▶ _Source document_
## begin

Events
Workshops

Digital Humanities Summer Institute

Workshops
17 Aug, 2015

Digital Humanities Summer Institute

Digital Humanities at Berkeley will be running a summer institute of intensive workshops led by UC Berkeley DH experts over the course of a week in August. With topics on computational text analysis, data workflows and network analysis, geospatial analysis, database development using Drupal, and digital humanities pedagogy, the Institute aims to build a digital humanities foundation for ongoing research projects.

Several of these great presentations are open to the public, so mark your calendars and don't miss out!
For more information, visit http://digitalhumanities.berkeley.edu/

Public Presentations

Data, Corpora, and Stewardship

August 17, 2015
4 PM - 6 PM
Maude Fife Room (315 Wheeler Hall)
Open to the public

Alan Liu and Clifford Lynch

Clifford Lynch will discuss "Humanities Scholarship in an increasingly digital world: evidence, analysis, dissemination": As we consider the work of the humanistic (and indeed other) disciplines in an increasingly digital world, there are three inter-related issues that I believe are emerging as central concerns. The first is the curation and stewardship of the vast range of evidence that supports scholarly inquiry, including when and how to develop digital representations of pre-digital age materials, and how to deal with born-digital materials that comprise a growing part of this base of evidence. Here scholars, librarians, curators, archivists, editors, and others must come together, and we need a new discussion about which activities in this area genuinely rise to the highest levels of scholarship, and which are essential but perhaps more peripheral to the core scholarship. The second area I will consider is the traditional analytic work of scholarship and how that may be enhanced by both by new digital evidence bases and digital tools. Finally, I will consider the some issues in the publication and dissemination of scholarship in the digital world, and particularly the essential importance of ensuring scholars that their work will endure over the long term and not become digital ephemera.

## end

▶ _Record excerpts_
## begin

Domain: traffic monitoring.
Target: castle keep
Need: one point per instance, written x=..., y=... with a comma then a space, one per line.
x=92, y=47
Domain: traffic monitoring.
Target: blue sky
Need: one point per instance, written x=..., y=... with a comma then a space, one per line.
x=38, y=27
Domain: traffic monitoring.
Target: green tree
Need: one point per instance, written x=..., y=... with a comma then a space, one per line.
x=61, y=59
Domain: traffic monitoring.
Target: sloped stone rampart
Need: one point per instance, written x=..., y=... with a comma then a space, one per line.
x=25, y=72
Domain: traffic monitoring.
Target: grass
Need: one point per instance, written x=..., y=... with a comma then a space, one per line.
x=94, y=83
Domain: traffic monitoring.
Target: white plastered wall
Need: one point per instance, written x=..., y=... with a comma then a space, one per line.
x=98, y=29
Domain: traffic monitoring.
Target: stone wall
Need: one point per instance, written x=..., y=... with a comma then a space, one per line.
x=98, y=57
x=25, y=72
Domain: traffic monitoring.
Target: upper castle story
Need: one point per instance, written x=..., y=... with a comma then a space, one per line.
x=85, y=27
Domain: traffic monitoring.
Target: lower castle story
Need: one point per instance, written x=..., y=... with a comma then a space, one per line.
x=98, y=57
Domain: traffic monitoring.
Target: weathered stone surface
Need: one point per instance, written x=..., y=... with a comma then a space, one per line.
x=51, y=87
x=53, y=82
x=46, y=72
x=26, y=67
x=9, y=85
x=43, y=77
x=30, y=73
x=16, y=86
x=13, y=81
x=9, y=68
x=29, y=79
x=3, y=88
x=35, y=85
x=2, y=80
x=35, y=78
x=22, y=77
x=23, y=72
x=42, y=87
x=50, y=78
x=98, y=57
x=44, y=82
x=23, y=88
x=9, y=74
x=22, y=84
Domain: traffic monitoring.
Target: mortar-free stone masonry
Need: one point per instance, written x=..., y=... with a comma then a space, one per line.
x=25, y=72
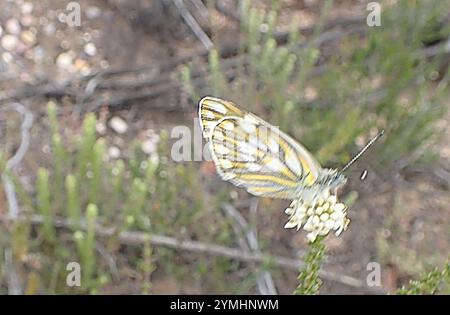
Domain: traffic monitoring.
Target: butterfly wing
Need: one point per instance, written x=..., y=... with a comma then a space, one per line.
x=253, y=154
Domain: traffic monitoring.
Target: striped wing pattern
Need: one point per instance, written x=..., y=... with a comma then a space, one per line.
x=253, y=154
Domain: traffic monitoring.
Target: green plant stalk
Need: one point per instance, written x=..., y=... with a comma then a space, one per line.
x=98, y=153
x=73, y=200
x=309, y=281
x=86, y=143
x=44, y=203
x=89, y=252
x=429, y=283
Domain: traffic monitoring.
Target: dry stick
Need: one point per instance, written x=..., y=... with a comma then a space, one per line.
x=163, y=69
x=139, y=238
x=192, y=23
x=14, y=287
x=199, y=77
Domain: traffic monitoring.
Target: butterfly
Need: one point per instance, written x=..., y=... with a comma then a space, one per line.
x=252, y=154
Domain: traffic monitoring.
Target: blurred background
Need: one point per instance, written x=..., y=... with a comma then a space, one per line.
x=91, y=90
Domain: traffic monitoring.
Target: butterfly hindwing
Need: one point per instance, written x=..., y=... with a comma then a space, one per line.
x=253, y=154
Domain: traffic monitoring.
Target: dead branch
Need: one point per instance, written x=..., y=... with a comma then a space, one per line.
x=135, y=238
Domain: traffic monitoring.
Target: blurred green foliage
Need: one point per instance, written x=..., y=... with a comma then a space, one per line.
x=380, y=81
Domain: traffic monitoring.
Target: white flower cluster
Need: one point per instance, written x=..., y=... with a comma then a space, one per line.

## end
## begin

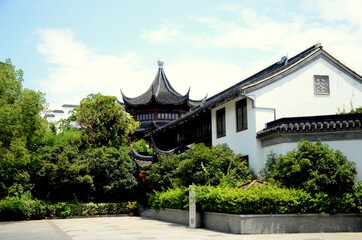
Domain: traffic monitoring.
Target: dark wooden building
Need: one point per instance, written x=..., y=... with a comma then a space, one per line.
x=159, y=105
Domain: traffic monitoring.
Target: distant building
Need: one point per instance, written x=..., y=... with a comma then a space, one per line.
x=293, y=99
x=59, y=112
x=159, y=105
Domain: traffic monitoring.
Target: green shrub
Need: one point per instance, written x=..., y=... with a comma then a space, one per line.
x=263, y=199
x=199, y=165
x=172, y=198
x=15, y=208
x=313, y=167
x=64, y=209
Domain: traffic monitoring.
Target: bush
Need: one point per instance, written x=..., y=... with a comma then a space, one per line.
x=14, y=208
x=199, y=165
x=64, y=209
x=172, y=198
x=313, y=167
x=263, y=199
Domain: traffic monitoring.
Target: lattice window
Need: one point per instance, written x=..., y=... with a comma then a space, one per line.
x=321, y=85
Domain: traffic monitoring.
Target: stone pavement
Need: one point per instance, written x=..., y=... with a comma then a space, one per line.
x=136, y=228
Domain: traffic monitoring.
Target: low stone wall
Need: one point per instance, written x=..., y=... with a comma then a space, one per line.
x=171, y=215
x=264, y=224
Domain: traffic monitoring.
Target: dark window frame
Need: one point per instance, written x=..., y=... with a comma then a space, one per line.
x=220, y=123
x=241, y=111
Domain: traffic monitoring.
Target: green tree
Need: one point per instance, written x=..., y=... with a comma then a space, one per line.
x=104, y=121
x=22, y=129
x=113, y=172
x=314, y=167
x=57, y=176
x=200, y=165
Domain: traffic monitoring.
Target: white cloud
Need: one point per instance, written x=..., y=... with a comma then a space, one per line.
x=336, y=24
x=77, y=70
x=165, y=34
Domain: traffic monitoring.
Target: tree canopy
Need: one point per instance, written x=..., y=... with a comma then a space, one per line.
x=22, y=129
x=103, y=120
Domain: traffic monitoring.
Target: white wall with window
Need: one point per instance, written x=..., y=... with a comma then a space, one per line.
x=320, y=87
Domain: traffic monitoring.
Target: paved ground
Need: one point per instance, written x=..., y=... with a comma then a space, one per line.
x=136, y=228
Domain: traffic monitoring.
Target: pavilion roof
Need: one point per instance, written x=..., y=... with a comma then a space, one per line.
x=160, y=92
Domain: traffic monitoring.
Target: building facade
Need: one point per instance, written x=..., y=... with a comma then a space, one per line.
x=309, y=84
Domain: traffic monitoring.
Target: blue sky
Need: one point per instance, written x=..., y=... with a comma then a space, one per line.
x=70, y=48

## end
## begin

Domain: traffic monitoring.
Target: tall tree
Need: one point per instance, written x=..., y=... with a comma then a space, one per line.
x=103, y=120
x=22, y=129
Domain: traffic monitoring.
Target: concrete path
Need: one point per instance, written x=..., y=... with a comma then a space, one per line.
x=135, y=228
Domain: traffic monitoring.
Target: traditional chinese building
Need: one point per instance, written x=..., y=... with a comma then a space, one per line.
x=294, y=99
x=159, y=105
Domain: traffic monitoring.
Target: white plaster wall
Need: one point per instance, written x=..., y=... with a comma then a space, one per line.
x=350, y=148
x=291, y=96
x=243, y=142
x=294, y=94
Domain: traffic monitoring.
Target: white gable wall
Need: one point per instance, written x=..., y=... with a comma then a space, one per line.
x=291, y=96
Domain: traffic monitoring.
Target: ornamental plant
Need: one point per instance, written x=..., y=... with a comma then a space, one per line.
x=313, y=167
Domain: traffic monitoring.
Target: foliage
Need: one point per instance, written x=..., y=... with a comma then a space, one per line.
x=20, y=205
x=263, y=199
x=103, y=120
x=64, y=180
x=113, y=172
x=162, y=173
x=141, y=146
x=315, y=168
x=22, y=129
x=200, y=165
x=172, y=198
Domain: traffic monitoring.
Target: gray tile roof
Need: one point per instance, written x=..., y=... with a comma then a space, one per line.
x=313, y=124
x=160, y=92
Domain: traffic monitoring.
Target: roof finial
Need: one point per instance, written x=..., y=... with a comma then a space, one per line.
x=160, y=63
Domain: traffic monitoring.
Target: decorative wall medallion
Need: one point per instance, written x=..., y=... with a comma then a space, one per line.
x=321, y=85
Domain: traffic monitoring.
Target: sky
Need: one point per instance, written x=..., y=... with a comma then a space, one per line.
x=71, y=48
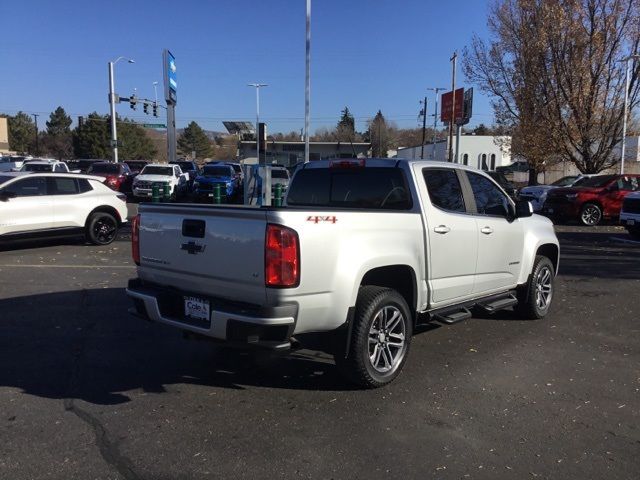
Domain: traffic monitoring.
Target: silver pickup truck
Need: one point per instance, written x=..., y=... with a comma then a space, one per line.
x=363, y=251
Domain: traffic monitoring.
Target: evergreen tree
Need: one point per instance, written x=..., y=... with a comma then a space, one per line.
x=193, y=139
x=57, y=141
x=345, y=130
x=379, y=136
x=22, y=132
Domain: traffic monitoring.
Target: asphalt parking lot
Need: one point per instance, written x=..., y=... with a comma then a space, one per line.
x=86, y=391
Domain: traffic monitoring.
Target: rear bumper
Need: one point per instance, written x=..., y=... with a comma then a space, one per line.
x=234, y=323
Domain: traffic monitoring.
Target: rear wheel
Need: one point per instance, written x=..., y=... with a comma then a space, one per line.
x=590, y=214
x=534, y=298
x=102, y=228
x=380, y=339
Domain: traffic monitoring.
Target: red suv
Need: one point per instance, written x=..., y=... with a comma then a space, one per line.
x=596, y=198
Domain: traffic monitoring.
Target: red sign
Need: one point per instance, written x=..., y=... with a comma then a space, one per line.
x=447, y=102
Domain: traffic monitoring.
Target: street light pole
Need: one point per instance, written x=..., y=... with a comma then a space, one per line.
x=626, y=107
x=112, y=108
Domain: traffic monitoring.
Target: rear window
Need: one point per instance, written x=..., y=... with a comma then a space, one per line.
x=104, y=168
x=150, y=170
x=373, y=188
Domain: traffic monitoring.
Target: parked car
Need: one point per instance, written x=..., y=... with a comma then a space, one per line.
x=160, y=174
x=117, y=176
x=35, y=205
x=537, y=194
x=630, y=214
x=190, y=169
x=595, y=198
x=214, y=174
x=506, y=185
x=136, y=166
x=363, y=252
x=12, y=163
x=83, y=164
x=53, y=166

## end

▶ _What this task involves_
Quote everything in the Digital Humanities Summer Institute announcement above, from "Digital Humanities at" down to "(315 Wheeler Hall)".

▶ _Written answer_
Digital Humanities at Berkeley will be running a summer institute of intensive workshops led by UC Berkeley DH experts over the course of a week in August. With topics on computational text analysis, data workflows and network analysis, geospatial analysis, database development using Drupal, and digital humanities pedagogy, the Institute aims to build a digital humanities foundation for ongoing research projects.

Several of these great presentations are open to the public, so mark your calendars and don't miss out!
For more information, visit http://digitalhumanities.berkeley.edu/

Public Presentations

Data, Corpora, and Stewardship

August 17, 2015
4 PM - 6 PM
Maude Fife Room (315 Wheeler Hall)